After reading the scripture passages for this Fourth Sunday of Advent, I reread last week’s edition of Something To Think About. In spite of the fact that last Sunday was Gaudete or “Joyful” Sunday, I gave a good deal of attention to the suffering which surrounds so many of us these days. Fortunately, I returned to last Sunday’s theme by also acknowledging God’s presence in all of this. I ended that reflection with this realization: Though none of us knows the direction our lives will take in the next minute, hour or day, we can be certain of God’s love, God’s embrace and the joy to be found in God’s company. Today, I find that this perception of things is precisely what empowered Mary of Nazareth to embrace her role as the mother of Jesus.

##############################

* _EXERCISE DIRECTIONS_
Copy the portion of the Advent text that begins at the words "After reading the" and stops after "mother of Jesus.", renaming "reflection" as "meditation" throughout. The records below are not needed for this exercise.

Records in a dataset

##############################

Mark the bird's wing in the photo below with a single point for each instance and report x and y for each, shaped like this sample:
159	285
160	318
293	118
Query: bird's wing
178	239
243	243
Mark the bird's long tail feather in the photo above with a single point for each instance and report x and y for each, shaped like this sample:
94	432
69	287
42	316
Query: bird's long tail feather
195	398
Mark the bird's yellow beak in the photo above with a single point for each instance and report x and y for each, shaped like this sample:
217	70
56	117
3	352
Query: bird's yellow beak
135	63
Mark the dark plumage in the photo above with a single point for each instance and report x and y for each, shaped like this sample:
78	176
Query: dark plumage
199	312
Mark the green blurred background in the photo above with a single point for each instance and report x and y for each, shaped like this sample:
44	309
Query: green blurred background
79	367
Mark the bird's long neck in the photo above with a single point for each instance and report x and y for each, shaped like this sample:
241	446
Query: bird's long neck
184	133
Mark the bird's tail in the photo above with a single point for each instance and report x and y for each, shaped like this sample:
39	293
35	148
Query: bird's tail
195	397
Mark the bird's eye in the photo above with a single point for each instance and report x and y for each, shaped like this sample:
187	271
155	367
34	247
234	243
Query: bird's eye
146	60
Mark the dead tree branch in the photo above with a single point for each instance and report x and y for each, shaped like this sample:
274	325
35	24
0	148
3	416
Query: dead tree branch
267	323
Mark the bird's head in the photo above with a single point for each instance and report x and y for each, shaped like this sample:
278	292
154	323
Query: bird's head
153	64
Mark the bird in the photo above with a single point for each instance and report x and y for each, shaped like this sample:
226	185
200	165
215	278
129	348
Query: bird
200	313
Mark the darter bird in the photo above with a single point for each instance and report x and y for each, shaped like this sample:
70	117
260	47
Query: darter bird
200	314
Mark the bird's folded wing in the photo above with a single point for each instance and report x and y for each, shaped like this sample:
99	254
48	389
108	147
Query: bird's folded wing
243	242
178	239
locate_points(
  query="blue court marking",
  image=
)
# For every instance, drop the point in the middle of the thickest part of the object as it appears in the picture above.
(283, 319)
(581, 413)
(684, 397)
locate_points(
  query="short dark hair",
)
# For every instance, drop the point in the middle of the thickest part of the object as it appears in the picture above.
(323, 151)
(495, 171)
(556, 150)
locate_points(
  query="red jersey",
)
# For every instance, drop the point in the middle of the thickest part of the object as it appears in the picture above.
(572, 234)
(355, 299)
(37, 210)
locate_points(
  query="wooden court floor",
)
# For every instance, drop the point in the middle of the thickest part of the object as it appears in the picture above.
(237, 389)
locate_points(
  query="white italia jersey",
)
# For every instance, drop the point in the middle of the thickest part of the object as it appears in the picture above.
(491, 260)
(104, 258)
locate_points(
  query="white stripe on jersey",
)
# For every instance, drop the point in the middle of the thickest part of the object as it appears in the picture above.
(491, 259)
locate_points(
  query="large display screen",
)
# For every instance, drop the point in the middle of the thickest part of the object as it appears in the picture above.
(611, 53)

##############################

* _WRITTEN ANSWER_
After reading the scripture passages for this Fourth Sunday of Advent, I reread last week’s edition of Something To Think About. In spite of the fact that last Sunday was Gaudete or “Joyful” Sunday, I gave a good deal of attention to the suffering which surrounds so many of us these days. Fortunately, I returned to last Sunday’s theme by also acknowledging God’s presence in all of this. I ended that meditation with this realization: Though none of us knows the direction our lives will take in the next minute, hour or day, we can be certain of God’s love, God’s embrace and the joy to be found in God’s company. Today, I find that this perception of things is precisely what empowered Mary of Nazareth to embrace her role as the mother of Jesus.